The exercise
Using the data below, repeat all of it precisely.

Excerpt from a dataset:
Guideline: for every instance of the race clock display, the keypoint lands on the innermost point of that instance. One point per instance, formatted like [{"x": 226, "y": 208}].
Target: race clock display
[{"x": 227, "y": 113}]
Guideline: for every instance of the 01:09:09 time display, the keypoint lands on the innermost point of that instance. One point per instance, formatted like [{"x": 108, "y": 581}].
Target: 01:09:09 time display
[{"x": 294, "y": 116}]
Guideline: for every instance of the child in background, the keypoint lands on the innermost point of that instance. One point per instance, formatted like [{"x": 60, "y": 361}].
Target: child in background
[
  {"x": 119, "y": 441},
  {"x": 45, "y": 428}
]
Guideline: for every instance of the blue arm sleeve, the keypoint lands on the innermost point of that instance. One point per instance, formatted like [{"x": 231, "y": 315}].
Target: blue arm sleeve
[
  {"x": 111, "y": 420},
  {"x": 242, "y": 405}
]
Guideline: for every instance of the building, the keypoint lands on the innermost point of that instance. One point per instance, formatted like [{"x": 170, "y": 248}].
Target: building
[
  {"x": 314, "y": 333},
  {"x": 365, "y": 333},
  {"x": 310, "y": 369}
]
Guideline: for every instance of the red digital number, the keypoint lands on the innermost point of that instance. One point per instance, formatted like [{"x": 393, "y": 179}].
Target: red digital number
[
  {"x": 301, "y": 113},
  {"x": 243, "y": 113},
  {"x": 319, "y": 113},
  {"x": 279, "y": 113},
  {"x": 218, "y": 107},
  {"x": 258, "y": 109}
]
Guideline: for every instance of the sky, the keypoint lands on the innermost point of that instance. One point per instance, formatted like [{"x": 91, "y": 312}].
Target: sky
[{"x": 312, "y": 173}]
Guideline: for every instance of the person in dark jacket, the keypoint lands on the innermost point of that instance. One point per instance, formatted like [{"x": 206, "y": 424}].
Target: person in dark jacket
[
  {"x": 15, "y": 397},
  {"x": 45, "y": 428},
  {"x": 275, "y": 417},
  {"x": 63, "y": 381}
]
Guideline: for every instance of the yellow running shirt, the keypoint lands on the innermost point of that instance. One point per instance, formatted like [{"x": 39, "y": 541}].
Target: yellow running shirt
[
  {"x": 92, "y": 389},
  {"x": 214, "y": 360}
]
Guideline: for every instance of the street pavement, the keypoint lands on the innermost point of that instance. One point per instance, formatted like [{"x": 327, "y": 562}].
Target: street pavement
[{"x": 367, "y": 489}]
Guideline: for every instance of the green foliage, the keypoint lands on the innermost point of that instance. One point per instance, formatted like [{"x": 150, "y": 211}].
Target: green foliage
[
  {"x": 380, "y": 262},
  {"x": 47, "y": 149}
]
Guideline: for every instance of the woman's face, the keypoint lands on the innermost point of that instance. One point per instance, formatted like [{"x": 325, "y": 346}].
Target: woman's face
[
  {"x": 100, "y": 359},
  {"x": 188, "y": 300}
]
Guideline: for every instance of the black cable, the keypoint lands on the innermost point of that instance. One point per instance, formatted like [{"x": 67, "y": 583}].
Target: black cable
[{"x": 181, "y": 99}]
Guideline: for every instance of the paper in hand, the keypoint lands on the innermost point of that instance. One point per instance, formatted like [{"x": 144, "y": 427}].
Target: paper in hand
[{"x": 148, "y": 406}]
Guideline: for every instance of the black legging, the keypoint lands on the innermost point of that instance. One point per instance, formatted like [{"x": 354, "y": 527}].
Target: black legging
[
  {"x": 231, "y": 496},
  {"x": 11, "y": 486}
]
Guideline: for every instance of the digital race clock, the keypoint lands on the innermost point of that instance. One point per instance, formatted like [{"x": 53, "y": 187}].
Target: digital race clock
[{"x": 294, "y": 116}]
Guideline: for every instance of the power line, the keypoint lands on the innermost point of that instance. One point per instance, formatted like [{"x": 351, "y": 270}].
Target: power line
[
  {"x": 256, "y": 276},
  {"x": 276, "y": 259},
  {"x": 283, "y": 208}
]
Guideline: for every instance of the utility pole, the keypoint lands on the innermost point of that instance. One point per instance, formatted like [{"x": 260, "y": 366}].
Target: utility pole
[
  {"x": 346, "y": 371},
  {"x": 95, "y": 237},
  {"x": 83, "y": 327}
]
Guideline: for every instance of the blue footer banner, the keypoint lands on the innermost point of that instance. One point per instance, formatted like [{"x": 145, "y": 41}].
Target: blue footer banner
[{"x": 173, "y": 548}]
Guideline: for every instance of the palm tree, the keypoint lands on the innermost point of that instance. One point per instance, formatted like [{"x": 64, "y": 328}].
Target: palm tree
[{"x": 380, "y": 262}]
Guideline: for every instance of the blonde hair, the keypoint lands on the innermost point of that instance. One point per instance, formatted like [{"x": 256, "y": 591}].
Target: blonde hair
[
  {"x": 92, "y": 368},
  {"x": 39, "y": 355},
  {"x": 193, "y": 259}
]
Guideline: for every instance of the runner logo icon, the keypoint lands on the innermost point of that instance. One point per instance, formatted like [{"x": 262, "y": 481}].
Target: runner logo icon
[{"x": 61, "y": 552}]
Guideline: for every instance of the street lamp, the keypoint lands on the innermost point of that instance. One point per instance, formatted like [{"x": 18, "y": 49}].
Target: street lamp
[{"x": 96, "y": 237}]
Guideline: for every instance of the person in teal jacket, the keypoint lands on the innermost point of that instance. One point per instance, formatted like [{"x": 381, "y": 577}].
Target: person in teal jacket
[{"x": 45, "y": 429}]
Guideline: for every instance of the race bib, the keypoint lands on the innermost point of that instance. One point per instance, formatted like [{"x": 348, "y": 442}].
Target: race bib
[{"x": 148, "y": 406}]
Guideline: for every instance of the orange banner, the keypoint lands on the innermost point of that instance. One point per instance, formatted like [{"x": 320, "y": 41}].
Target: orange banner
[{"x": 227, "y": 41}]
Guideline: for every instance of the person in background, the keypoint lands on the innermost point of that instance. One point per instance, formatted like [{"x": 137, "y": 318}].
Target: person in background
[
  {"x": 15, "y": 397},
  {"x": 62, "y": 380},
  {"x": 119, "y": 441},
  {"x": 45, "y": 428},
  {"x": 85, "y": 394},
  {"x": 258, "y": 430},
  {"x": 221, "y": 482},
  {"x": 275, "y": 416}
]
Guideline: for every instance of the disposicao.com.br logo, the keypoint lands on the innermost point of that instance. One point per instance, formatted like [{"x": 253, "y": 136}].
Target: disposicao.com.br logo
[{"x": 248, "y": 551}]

Full answer
Guideline: for every instance of the race clock display, the keypoint lands on the innermost point of that instance. One point per instance, formatted like [{"x": 226, "y": 208}].
Target: race clock display
[{"x": 227, "y": 113}]
Guideline: for every instance of the 01:09:09 time display, the keypoint lands on the innermost point of that instance. One point per instance, formatted like [{"x": 108, "y": 581}].
Target: 01:09:09 time display
[{"x": 294, "y": 116}]
Guideline: for every instance of the child in background, the keypoint lands on the innermost point of that instance. One point per instance, formatted like [{"x": 60, "y": 361}].
Target: child in background
[
  {"x": 119, "y": 441},
  {"x": 45, "y": 428}
]
Guideline: for every instance of the blue arm sleeve, the keypoint lands on the innermost point of that instance. One point per instance, formatted like [{"x": 231, "y": 315}].
Target: blue arm sleeve
[
  {"x": 111, "y": 420},
  {"x": 242, "y": 405}
]
Guideline: for every instance of the building, the keypoint lands on the innermost point of that instance. One point per instance, formatted like [{"x": 170, "y": 248}].
Target: building
[
  {"x": 314, "y": 333},
  {"x": 365, "y": 333},
  {"x": 310, "y": 369}
]
Guideline: for every instance of the red digital number, the keypoint lands on the innermost point of that instance. One point per instance, formatted like [{"x": 393, "y": 179}].
Target: red digital number
[
  {"x": 301, "y": 113},
  {"x": 243, "y": 113},
  {"x": 319, "y": 113},
  {"x": 279, "y": 113},
  {"x": 218, "y": 107},
  {"x": 258, "y": 109}
]
Guideline: for every instance of the sky, the keypoint lands on the innermost point of that instance. One point per instance, formatted like [{"x": 91, "y": 312}].
Target: sky
[{"x": 312, "y": 173}]
Guideline: for every instance of the person in dark jacket, the keypoint lands on the innermost point of that instance. One point per instance, formatted like [{"x": 206, "y": 424}].
Target: person in dark jacket
[
  {"x": 15, "y": 397},
  {"x": 45, "y": 428},
  {"x": 275, "y": 417},
  {"x": 63, "y": 381}
]
Guideline: for every instance of the yellow running shirt, the keypoint lands on the innermost point of that instance. One point per instance, formatted like [{"x": 39, "y": 541}].
Target: yellow running shirt
[
  {"x": 92, "y": 389},
  {"x": 214, "y": 360}
]
Guideline: for every instance of the street pavement, the keypoint lands on the innermost point of that instance. One point per instance, formatted like [{"x": 327, "y": 562}].
Target: street pavement
[{"x": 367, "y": 489}]
Guideline: for every instance of the green foliage, the keypoint lands on the innermost point of that instance. One point per instance, formatted like [{"x": 150, "y": 211}].
Target: green foliage
[
  {"x": 380, "y": 262},
  {"x": 47, "y": 149}
]
Guideline: for every instance of the woman's face, the keypoint lands on the innermost point of that instance. One point per instance, formatted like [{"x": 325, "y": 346}].
Target: woman's face
[
  {"x": 100, "y": 359},
  {"x": 188, "y": 300}
]
Guideline: for every instance of the black cable, the keypoint lands on the innermost point of that instance. One point per instance, formatted like [{"x": 67, "y": 583}].
Target: black cable
[{"x": 181, "y": 99}]
Guideline: for every instance of the paper in hand, the keypoint lands on the innermost point of that instance. One point per instance, formatted like [{"x": 144, "y": 427}].
Target: paper in hand
[{"x": 148, "y": 406}]
Guideline: for every instance of the black legging, the keypoint lands on the innermost point of that instance. One point per instance, formatted like [{"x": 354, "y": 527}].
Target: black legging
[
  {"x": 231, "y": 496},
  {"x": 11, "y": 486}
]
Guideline: for every instance of the digital race clock, the keypoint lands on the innermost point of that instance. One point per instance, formatted like [{"x": 53, "y": 187}].
Target: digital race clock
[{"x": 294, "y": 116}]
Guideline: for every instance of the power line, the keypoint lands on the innermost point of that instance. One point per instance, formatted like [{"x": 351, "y": 270}].
Target: power line
[
  {"x": 256, "y": 276},
  {"x": 276, "y": 259},
  {"x": 283, "y": 208}
]
Guideline: for every instance of the utility pole, the keypoint lands on the innermost point of that instance. One point per instance, formatted like [{"x": 260, "y": 366}].
Target: utility pole
[
  {"x": 346, "y": 371},
  {"x": 95, "y": 237},
  {"x": 83, "y": 327}
]
Guideline: for every instance of the blue footer banner, the keypoint lands on the innermost point of that instance. One point per instance, formatted like [{"x": 145, "y": 41}].
Target: blue footer banner
[{"x": 173, "y": 548}]
Guideline: for every instance of the palm tree, the keypoint lands on the innermost point of that instance. One point per instance, formatted like [{"x": 64, "y": 328}].
Target: palm tree
[{"x": 380, "y": 262}]
Guideline: for every instance of the blonde hair, the keypoint lands on the innermost point of that instance. One point per instance, formatted like [{"x": 256, "y": 591}].
Target: blonde hair
[
  {"x": 92, "y": 368},
  {"x": 39, "y": 355},
  {"x": 193, "y": 259}
]
Guideline: for every instance of the runner logo icon, the keypoint lands on the innermost point of that instance. One point per instance, formatted like [{"x": 262, "y": 481}].
Target: runner logo icon
[{"x": 61, "y": 552}]
Guideline: for every instance of the street lamp, the keypoint lands on the innermost point of that instance. One point per instance, formatted like [{"x": 18, "y": 49}].
Target: street lamp
[{"x": 96, "y": 237}]
Guideline: for every instance of the person in teal jacket, the keypoint lands on the innermost point of that instance. One point per instance, formatted like [{"x": 381, "y": 577}].
Target: person in teal jacket
[{"x": 45, "y": 429}]
Guideline: for every instance of the race bib, the keypoint lands on the innermost point of that instance. One point per instance, formatted like [{"x": 348, "y": 442}].
Target: race bib
[{"x": 148, "y": 406}]
Guideline: for every instance of the orange banner, the keypoint lands on the innermost point of that instance. One point per instance, formatted like [{"x": 320, "y": 41}].
Target: orange banner
[{"x": 227, "y": 41}]
Guideline: for every instance of the person in background, the keypoint lands on the innermost point of that instance. One point per instance, formatted like [{"x": 137, "y": 318}].
Target: person in background
[
  {"x": 15, "y": 397},
  {"x": 62, "y": 380},
  {"x": 119, "y": 441},
  {"x": 45, "y": 428},
  {"x": 85, "y": 394},
  {"x": 258, "y": 430},
  {"x": 221, "y": 482},
  {"x": 275, "y": 416}
]
Guideline: for every instance of the disposicao.com.br logo, the keypoint lands on the innermost point of that instance. One point per instance, formatted like [{"x": 253, "y": 136}].
Target: disposicao.com.br logo
[{"x": 248, "y": 551}]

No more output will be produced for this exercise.